→ **EXERCISE OBJECTIVE**
Give the data a second time, exactly and in full.

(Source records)
══════════

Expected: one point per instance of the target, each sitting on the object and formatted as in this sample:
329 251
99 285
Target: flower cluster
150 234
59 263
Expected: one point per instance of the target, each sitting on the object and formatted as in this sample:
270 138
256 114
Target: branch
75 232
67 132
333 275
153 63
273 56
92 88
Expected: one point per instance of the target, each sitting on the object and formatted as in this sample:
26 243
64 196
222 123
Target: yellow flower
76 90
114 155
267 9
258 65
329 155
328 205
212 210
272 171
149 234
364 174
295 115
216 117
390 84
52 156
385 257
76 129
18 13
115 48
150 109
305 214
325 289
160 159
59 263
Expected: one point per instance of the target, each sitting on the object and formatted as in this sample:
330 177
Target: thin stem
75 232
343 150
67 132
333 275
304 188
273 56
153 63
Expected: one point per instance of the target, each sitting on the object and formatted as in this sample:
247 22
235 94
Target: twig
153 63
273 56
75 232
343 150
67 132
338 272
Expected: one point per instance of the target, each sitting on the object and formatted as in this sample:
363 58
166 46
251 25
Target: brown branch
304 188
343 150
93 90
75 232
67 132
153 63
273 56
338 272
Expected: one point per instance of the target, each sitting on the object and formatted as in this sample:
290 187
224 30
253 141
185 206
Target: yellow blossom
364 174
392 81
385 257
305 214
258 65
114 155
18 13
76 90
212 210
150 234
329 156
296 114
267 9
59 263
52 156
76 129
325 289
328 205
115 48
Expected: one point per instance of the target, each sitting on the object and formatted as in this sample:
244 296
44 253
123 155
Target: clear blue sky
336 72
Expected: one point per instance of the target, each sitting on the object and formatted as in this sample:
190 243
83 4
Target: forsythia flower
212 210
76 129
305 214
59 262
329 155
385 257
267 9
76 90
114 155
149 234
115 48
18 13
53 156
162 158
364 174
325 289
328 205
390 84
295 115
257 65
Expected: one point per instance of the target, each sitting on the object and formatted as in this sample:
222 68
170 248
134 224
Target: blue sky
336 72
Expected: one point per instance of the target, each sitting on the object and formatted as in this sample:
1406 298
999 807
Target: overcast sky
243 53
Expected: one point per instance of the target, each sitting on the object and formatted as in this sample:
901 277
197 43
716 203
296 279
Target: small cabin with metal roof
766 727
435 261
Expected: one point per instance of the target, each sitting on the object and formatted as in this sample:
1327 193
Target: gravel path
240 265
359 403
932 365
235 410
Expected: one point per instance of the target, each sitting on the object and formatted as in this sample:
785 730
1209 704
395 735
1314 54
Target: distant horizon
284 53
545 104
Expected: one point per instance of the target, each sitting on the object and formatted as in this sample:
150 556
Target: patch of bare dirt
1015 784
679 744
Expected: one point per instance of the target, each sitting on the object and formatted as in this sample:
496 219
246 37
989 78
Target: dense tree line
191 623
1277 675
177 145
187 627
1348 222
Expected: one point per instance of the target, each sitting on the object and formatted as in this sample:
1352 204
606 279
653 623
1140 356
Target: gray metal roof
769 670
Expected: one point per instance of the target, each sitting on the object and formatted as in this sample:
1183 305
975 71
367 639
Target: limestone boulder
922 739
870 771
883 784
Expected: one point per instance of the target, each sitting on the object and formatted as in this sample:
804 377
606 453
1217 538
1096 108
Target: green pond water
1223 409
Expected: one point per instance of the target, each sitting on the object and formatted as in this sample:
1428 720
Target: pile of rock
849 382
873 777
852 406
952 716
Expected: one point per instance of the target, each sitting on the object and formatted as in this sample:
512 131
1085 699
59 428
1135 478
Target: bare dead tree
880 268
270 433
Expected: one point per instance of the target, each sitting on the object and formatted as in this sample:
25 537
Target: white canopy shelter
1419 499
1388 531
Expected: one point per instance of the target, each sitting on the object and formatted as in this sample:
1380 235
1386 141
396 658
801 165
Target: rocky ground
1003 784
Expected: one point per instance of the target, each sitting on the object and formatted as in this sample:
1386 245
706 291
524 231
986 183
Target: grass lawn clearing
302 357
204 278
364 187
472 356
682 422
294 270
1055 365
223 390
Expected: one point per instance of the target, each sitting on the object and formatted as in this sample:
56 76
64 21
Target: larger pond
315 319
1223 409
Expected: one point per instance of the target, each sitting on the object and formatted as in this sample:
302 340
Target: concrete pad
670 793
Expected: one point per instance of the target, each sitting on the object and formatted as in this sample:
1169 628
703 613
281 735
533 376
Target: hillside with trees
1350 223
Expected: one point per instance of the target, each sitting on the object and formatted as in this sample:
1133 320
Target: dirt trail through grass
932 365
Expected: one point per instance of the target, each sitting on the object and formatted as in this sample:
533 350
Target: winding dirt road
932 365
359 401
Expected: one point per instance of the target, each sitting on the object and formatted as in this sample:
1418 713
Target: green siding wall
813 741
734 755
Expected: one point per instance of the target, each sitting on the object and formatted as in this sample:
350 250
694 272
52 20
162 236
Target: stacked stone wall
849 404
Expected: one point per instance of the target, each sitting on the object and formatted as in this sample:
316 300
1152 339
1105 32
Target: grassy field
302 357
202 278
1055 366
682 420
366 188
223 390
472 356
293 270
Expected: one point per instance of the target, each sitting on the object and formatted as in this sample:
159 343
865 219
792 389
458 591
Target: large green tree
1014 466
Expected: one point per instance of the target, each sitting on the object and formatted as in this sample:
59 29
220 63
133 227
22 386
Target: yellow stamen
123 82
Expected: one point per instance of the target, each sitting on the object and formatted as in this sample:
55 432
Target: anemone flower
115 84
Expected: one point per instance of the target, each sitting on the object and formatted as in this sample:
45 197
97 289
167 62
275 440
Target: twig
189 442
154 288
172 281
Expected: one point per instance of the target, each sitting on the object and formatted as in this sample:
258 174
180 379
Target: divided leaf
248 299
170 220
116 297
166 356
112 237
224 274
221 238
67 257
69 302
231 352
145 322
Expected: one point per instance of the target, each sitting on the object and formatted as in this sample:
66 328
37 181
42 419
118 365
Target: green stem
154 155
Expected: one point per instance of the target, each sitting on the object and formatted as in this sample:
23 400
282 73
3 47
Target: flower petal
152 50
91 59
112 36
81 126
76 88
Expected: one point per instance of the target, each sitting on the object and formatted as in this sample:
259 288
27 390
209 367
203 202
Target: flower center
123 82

══════════

→ **WORKED ANSWER**
Expected: one point per instance of the target, each sitting on the object and formatted as in this sample:
329 251
99 285
Target: flower cluster
150 234
59 263
Expected: one point per instance of the target, each sitting on the object and formatted as in this sample:
270 138
256 114
Target: branch
75 232
67 132
333 275
153 63
273 56
92 88
Expected: one point per instance of the target, each sitting on the object and formatted as in this sample:
26 243
64 196
222 123
Target: yellow flower
76 90
114 155
267 9
258 65
329 155
328 205
212 210
272 171
149 234
364 174
295 115
216 117
390 84
52 156
385 257
76 129
18 13
115 48
150 109
305 214
325 289
160 159
59 263
Expected: one point per instance of the target, each sitting on the object and formatted as in this sample:
330 177
Target: thin stem
75 232
343 150
67 132
333 275
304 188
273 56
153 63
Expected: one point per instance of the target, each sitting on the object and formatted as in this sample:
247 22
235 94
Target: twig
153 63
273 56
75 232
343 150
67 132
338 272
Expected: one point per instance of the target, each sitting on the object and formatted as in this sample:
363 58
166 46
251 25
Target: brown branch
304 188
343 150
93 90
75 232
67 132
153 63
273 56
338 272
Expected: one point per instance of the target, each sitting on the object and formatted as in this sample:
290 187
224 30
253 141
185 206
Target: yellow blossom
364 174
392 81
385 257
305 214
258 65
114 155
18 13
76 90
212 210
150 234
329 156
296 114
267 9
59 263
52 156
76 129
325 289
328 205
115 48
Expected: one point per instance of the target, each sitting on the object and formatted as in this sample:
244 296
44 253
123 155
Target: clear blue sky
336 72
Expected: one point per instance of the target, each sitting on the object and formatted as in this sample:
190 243
83 4
Target: forsythia flower
212 210
76 129
305 214
59 262
329 155
385 257
267 9
76 90
114 155
149 234
115 48
18 13
53 156
162 158
364 174
325 289
328 205
390 84
295 115
257 65
Expected: one point per instance of the target, each sitting on the object and formatted as in this sample:
222 68
170 248
134 224
Target: blue sky
336 72
Expected: one point per instance of the target, each sitting on the object and formatted as in this sample:
1406 298
999 807
Target: overcast sky
243 53
Expected: one point per instance of the target, each sitting on the object and formatted as in this sample:
901 277
197 43
716 203
296 279
Target: small cabin with metal roof
766 727
435 261
Expected: one point per instance of the target, each sitting on the object and formatted as in this sample:
1327 193
Target: gravel path
240 265
359 403
932 365
235 410
Expected: one point per instance of the target, each sitting on the object and formatted as in this sample:
785 730
1209 704
395 735
1314 54
Target: distant horizon
284 53
545 104
Expected: one point per instance of the target, each sitting on the object and formatted as in this sample:
150 556
Target: patch of bare dirt
1015 784
679 744
Expected: one point per instance of the target, each sitting on the object and formatted as in this sample:
496 219
246 37
989 78
Target: dense tree line
191 623
1277 675
177 145
187 627
1348 222
Expected: one point per instance of the target, each sitting on the object and formatted as in this sample:
1352 204
606 279
653 623
1140 356
Target: gray metal roof
769 670
Expected: one point per instance of the target, each sitting on the object and formatted as in this sample:
1183 305
975 71
367 639
Target: limestone boulder
922 739
870 771
883 784
Expected: one point per instance of the target, each sitting on the object and formatted as in this sample:
804 377
606 453
1217 538
1096 108
Target: green pond water
1223 409
Expected: one point per instance of the target, each sitting on the object and formatted as in this sample:
1428 720
Target: pile of rock
849 382
873 777
852 406
952 716
Expected: one point per instance of the target, each sitting on the object and formatted as in this sample:
512 131
1085 699
59 428
1135 478
Target: bare dead tree
880 268
270 433
Expected: one point per instance of the target, each sitting on the object and formatted as in this sample:
25 537
Target: white canopy shelter
1419 499
1388 531
Expected: one point per instance of the target, each sitting on the object and formatted as in this sample:
1380 235
1386 141
396 658
801 165
Target: rocky ground
1003 784
Expected: one point per instance of the target, each sitting on the object and formatted as in this sample:
1386 245
706 291
524 231
986 183
Target: grass lawn clearing
302 357
204 278
364 187
472 356
682 422
294 270
1055 365
223 390
Expected: one point per instance of the target, each sitting on the object and formatted as in this sample:
56 76
64 21
Target: larger pond
315 319
1223 409
Expected: one point per instance of the target, each sitting on the object and formatted as in this sample:
302 340
Target: concrete pad
670 793
Expected: one point per instance of the target, each sitting on the object and formatted as in this sample:
1169 628
703 613
281 735
533 376
Target: hillside with trees
1350 223
Expected: one point per instance of the target, each sitting on the object and formatted as in this sample:
1133 320
Target: dirt trail through grass
932 365
Expected: one point per instance of the target, each sitting on the object and formatted as in this sample:
533 350
Target: winding dirt road
932 365
359 401
Expected: one point per instance of the target, each sitting on the object and formatted as in this sample:
1418 713
Target: green siding wall
813 741
734 755
Expected: one point per instance of the target, each sitting on the object and formatted as in this sample:
350 250
694 272
52 20
162 236
Target: stacked stone wall
849 404
Expected: one point per instance of the target, each sitting on the object and formatted as in this sample:
316 300
1152 339
1105 32
Target: grassy field
302 357
202 278
1055 366
682 420
366 188
223 390
472 356
293 270
Expected: one point per instance of the target, each sitting on the object and formatted as in this sample:
159 343
865 219
792 389
458 591
Target: large green tree
1014 466
Expected: one point per instance of the target, each sitting on the object and formatted as in this sample:
59 29
220 63
133 227
22 386
Target: yellow stamen
123 82
Expected: one point per instance of the target, each sitting on the object and formatted as in this sample:
55 432
Target: anemone flower
115 84
Expected: one point per instance of the target, each sitting on the object and formatted as in this sample:
45 197
97 289
167 62
275 440
Target: twig
189 442
154 288
172 281
Expected: one point per instance of the target, each sitting on the object and formatted as in this sample:
258 174
180 379
Target: divided leaf
248 299
170 220
116 297
166 356
112 237
224 274
221 238
67 257
69 302
231 352
145 322
Expected: one point per instance of the target, each sitting on the object and formatted as in this sample:
66 328
37 181
42 419
118 365
Target: green stem
154 155
Expected: one point per instance of the target, each sitting on the object and formatted as in this sample:
23 400
282 73
3 47
Target: flower petal
152 50
91 59
112 36
81 126
76 88
Expected: one point per instance of the target, each sitting on the object and formatted as in this sample:
259 288
27 390
209 367
203 202
Target: flower center
123 82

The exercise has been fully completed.